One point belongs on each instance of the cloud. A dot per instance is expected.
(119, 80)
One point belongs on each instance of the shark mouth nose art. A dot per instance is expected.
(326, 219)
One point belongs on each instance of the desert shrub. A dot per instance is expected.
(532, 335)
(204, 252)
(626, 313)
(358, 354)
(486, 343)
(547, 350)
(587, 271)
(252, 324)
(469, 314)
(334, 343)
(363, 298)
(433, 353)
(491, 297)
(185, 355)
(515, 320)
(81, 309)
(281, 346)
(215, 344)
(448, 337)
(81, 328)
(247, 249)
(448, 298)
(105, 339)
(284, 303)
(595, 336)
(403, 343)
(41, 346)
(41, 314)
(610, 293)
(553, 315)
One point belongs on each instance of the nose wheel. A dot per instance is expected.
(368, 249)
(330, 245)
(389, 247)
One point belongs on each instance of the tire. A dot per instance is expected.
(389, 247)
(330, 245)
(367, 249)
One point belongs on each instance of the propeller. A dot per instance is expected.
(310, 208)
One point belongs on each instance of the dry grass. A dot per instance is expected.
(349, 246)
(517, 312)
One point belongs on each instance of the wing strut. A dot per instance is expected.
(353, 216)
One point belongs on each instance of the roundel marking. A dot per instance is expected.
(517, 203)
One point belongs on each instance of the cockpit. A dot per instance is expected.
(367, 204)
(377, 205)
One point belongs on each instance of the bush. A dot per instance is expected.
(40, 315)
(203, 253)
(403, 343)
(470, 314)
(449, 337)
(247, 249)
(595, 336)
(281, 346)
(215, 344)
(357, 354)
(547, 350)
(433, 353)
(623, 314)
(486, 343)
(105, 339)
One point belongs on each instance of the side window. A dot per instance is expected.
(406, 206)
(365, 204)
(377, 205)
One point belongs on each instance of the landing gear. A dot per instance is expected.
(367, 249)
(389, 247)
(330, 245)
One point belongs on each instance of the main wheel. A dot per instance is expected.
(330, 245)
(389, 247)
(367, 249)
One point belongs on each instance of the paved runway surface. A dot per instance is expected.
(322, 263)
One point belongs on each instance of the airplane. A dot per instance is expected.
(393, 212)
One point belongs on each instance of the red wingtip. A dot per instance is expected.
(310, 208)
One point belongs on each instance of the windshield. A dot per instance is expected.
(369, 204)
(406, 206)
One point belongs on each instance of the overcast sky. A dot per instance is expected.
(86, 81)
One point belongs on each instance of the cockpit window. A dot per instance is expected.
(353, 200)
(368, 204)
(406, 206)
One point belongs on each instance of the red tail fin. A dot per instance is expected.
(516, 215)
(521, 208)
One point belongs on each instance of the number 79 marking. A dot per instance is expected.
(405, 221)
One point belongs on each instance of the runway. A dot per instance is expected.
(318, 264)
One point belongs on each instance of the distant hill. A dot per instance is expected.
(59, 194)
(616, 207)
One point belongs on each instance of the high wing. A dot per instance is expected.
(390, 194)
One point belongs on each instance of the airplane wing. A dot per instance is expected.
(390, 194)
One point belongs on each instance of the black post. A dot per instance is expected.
◇ ◇ ◇ ◇
## [Work instructions]
Leave out every line ahead of the one containing "One point belongs on each instance of the distant" and print the rest of the listing exactly.

## [Exercise output]
One point belongs on each instance of the distant hill. A dot per instance is expected.
(59, 194)
(616, 207)
One point belongs on each instance of the high wing. A dot per instance is expected.
(390, 194)
One point belongs on each instance of the airplane wing. A dot per instance is expected.
(390, 194)
One point belongs on each instance of the black post. A dot per instance is expected.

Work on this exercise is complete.